> Exercise task A:
According to the climbing park text, how high off the ground is the kiddie course?
> Exercise task B:
Rewrite the part of the climbing park text starting at "The trees were" and ending at "harming the trees.", replacing "bands and straps" with "ropes and cords".
> Exercise task C:
Decide whether each statement agrees with the climbing park text, answering yes or no and quoting the words that settle it: (i) The writer went on one of the courses. (ii) The climbing structures are held in place with bands and straps. (iii) The youngest child got to wear the gear on the kiddie course.

> Supplied passage:
That's one of my sons up in a tree, clicking into the safety rope to glide down at the end of a course 6 meters above the ground. Here's my other son getting ready to do the same thing at the very top of a course 10 meters high.


And here's my youngest on the kiddie course with her dad. (It's only about 1 meter off the ground but she still gets to wear all the gear - so cute!)


I did not go on any of the courses because I am crazy scared of heights. I mean, seriously, those trees are wicked tall!


The trees were amazing. You can tell that the Germans love their trees and they take care of them. Take a close look at the structures and supports of the climbing platforms and obstacles. There's not a nail anywhere. Everything is held in place with bands and straps. All to keep from harming the trees.

> Recorded data:
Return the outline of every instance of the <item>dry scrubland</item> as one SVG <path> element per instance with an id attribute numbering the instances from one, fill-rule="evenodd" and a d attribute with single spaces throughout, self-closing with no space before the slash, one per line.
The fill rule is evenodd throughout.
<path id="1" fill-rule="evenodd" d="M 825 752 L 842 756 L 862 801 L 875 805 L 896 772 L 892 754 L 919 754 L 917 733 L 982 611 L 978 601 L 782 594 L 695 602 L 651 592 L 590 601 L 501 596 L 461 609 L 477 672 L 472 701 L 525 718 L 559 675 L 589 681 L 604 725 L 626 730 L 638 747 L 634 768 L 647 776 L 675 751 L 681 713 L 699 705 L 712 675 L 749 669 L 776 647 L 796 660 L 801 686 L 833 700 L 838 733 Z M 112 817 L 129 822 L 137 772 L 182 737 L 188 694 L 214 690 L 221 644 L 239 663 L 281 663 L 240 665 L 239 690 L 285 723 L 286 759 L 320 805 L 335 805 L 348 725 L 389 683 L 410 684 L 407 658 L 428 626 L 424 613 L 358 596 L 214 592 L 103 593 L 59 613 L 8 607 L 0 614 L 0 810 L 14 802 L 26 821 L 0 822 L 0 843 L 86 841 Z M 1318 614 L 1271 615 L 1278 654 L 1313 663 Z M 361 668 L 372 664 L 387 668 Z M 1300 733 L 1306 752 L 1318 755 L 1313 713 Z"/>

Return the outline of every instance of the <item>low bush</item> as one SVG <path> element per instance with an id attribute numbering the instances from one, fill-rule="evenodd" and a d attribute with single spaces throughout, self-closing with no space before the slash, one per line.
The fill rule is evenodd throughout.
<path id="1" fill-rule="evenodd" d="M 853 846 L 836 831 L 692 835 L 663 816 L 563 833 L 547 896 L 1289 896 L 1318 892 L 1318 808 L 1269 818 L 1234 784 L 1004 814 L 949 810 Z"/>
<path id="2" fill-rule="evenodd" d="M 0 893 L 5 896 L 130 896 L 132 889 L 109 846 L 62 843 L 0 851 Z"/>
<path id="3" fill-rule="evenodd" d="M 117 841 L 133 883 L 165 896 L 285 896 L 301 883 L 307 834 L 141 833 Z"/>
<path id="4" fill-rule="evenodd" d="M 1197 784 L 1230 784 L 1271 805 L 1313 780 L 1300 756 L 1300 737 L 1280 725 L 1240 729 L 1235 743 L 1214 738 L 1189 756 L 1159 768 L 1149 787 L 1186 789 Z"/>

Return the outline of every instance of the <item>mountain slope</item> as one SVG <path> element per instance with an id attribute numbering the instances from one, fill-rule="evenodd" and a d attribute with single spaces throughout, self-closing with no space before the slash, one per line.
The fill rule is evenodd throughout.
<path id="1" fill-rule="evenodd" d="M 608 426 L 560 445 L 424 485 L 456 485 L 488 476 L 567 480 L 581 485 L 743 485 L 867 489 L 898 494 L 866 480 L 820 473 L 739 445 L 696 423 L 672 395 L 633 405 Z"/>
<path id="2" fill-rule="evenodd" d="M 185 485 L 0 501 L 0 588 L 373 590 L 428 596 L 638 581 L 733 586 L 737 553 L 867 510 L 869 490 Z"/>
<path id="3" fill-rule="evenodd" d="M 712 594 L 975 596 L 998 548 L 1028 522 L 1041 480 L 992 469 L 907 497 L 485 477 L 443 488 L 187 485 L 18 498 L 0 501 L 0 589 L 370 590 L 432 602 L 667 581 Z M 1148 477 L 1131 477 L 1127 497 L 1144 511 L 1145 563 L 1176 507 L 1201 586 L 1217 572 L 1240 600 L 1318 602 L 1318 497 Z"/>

> Complete output A:
About 1 meter.

> Complete output B:
The trees were amazing. You can tell that the Germans love their trees and they take care of them. Take a close look at the structures and supports of the climbing platforms and obstacles. There's not a nail anywhere. Everything is held in place with ropes and cords. All to keep from harming the trees.

> Complete output C:
(i) No: "I did not go on any of the courses because I am crazy scared of heights."
(ii) Yes: "Everything is held in place with bands and straps."
(iii) Yes: "she still gets to wear all the gear"